__WHAT TO PRODUCE__: Print exactly the lines below between the line holding "Query: desktop surface" and the line holding "Query: cubicle divider", inclusive, and nothing more.

__RECORDED DATA__:
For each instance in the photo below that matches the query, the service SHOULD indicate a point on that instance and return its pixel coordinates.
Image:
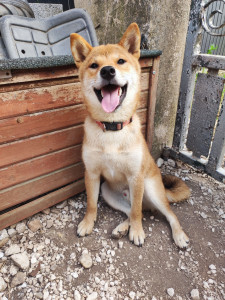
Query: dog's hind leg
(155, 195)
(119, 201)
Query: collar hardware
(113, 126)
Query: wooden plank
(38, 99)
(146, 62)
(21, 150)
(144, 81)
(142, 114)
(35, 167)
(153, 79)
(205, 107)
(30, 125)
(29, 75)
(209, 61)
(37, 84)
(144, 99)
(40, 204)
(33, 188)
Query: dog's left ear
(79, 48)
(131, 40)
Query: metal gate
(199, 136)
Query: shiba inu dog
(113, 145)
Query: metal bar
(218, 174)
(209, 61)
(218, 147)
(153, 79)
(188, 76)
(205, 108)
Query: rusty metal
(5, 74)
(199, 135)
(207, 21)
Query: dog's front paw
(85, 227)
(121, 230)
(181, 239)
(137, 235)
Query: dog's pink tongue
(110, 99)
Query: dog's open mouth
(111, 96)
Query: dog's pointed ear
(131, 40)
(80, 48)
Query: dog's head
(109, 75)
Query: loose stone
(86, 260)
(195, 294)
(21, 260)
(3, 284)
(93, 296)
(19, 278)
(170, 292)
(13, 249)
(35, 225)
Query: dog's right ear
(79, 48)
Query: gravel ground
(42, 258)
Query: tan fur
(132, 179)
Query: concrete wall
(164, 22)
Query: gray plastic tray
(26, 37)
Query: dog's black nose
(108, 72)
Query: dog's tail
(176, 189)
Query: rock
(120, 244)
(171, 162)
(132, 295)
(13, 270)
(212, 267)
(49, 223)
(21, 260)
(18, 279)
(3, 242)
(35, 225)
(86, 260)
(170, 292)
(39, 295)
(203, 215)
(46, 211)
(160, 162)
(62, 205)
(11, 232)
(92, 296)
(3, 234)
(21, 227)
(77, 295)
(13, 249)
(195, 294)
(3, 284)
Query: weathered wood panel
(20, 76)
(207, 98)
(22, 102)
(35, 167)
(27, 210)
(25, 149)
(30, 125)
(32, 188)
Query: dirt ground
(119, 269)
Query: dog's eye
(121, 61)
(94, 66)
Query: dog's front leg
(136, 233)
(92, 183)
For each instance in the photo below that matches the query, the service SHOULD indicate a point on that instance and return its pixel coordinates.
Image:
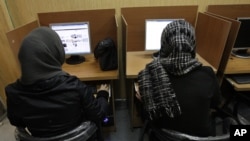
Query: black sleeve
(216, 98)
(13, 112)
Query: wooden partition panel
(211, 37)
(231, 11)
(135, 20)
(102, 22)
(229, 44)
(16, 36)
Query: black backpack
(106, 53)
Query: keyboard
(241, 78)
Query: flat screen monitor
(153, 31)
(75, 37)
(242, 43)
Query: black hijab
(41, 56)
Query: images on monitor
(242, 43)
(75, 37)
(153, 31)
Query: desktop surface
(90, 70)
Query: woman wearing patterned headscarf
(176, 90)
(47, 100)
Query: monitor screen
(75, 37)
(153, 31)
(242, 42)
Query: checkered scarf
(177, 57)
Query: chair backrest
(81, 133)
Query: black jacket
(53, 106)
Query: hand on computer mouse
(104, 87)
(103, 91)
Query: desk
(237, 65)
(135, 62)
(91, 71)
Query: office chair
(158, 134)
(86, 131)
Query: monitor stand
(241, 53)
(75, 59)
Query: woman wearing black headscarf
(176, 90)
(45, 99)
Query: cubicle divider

--

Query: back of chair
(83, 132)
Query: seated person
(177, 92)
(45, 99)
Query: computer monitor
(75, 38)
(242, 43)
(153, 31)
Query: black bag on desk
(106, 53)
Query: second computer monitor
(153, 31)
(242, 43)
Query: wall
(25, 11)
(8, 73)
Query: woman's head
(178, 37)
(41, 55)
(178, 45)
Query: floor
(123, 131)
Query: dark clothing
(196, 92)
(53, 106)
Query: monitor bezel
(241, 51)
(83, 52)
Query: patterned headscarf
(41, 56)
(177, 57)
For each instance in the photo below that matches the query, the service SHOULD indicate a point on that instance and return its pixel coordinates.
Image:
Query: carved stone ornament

==

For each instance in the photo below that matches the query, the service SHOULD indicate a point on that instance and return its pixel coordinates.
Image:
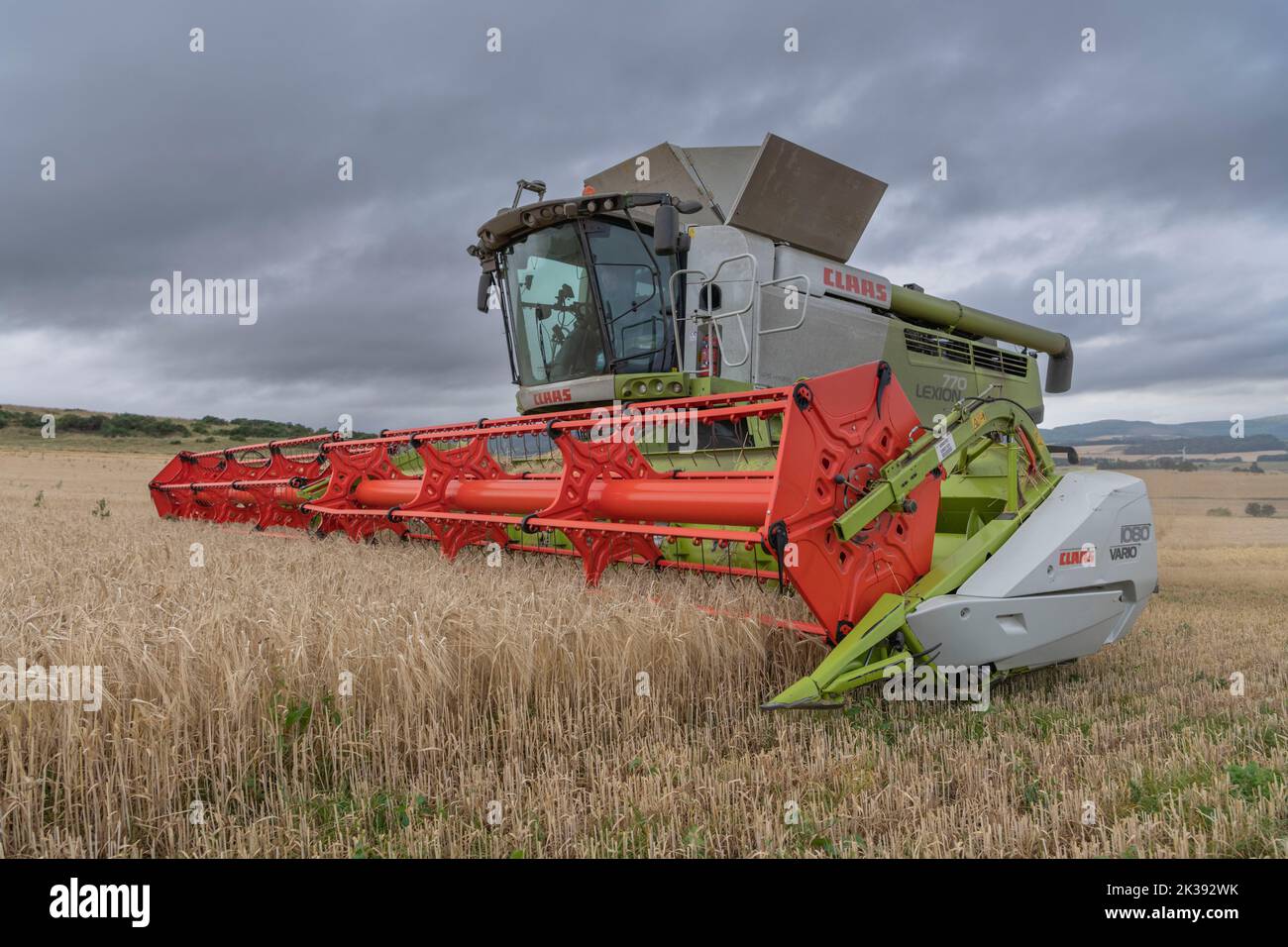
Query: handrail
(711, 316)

__OUTPUT BELOW__:
Query: desktop surface
(90, 70)
Query: woman wearing patterned headscarf
(176, 90)
(47, 100)
Query: monitor screen
(75, 37)
(153, 31)
(242, 42)
Query: checkered scarf
(177, 57)
Query: chair backrest
(81, 133)
Query: black jacket
(53, 106)
Query: hand on computer mouse
(104, 87)
(103, 91)
Query: desk
(237, 65)
(135, 62)
(91, 71)
Query: office chair
(158, 134)
(86, 131)
Query: monitor stand
(241, 53)
(75, 59)
Query: woman wearing black headscarf
(176, 90)
(45, 99)
Query: cubicle divider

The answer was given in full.